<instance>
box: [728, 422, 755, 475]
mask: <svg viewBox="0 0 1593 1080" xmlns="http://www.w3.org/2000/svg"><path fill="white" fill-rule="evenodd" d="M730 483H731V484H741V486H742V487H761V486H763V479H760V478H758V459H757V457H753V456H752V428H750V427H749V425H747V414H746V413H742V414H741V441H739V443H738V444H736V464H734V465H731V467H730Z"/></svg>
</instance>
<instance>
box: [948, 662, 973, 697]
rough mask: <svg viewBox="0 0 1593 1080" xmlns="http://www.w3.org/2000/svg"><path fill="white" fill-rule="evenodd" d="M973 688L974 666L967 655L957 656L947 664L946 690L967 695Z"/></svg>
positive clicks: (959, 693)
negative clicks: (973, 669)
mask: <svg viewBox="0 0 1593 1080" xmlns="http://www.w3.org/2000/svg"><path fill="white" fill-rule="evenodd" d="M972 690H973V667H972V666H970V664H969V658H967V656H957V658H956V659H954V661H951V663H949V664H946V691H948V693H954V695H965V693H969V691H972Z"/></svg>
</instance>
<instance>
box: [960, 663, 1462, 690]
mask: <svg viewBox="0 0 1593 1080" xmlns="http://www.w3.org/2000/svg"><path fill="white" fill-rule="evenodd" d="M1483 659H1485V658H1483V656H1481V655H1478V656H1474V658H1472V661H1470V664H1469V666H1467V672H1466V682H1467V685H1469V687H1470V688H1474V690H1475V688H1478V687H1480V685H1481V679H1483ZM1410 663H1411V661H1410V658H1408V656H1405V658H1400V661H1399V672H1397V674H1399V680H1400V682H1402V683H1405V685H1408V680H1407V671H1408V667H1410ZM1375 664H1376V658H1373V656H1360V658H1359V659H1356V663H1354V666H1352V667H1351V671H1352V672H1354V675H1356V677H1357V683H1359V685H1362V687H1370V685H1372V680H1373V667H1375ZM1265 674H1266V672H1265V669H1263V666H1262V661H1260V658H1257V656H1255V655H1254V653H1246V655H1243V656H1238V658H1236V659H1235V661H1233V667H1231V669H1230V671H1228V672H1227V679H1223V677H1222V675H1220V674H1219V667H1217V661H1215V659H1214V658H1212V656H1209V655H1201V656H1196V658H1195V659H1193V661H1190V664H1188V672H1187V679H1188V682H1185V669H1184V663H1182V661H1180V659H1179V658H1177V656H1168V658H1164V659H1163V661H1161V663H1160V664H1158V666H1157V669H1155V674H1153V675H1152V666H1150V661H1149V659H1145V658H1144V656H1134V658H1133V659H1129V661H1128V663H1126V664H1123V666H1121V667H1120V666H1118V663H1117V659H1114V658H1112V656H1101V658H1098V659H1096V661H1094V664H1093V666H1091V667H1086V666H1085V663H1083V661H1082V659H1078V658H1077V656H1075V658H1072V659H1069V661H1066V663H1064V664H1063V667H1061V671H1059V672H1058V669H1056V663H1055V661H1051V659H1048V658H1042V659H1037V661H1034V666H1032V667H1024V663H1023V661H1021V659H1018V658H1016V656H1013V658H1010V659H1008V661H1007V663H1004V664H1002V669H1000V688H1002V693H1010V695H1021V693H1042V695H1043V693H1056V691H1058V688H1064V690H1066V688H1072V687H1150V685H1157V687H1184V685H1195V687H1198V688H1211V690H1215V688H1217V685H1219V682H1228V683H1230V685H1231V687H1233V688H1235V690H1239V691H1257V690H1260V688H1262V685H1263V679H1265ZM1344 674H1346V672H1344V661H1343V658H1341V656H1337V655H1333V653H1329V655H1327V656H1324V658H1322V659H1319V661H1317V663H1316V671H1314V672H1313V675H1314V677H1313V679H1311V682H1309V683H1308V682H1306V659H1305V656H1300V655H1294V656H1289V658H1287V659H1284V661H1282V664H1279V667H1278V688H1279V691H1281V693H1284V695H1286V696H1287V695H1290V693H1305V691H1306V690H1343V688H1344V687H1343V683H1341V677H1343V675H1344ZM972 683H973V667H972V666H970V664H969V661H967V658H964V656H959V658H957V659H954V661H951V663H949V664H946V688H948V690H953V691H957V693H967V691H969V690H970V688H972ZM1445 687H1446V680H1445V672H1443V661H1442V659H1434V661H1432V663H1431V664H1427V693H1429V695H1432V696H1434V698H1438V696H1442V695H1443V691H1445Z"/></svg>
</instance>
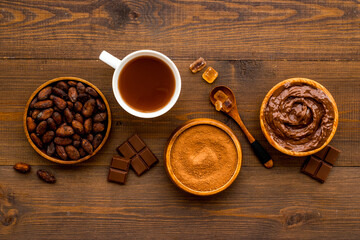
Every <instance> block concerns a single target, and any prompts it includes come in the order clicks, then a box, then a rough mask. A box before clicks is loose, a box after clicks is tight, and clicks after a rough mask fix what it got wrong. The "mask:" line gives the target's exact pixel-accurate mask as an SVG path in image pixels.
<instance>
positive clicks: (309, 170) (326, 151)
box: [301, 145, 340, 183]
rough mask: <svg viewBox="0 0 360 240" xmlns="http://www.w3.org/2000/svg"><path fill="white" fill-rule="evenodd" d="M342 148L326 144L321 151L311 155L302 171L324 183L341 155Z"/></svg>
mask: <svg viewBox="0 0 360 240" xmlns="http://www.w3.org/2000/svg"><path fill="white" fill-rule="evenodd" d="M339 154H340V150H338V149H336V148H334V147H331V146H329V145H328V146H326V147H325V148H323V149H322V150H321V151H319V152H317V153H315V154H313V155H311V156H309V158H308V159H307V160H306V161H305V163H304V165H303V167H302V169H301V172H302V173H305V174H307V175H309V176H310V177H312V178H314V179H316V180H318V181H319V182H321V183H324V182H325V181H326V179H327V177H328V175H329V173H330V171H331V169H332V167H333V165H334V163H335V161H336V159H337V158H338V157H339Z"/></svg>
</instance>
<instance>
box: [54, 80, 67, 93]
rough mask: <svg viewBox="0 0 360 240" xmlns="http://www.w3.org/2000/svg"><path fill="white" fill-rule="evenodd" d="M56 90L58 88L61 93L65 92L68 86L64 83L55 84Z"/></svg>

### WHAT TO WORK ON
Take from the listing above each line containing "positive".

### EXERCISE RESULT
positive clicks: (959, 693)
positive clicks: (309, 170) (326, 151)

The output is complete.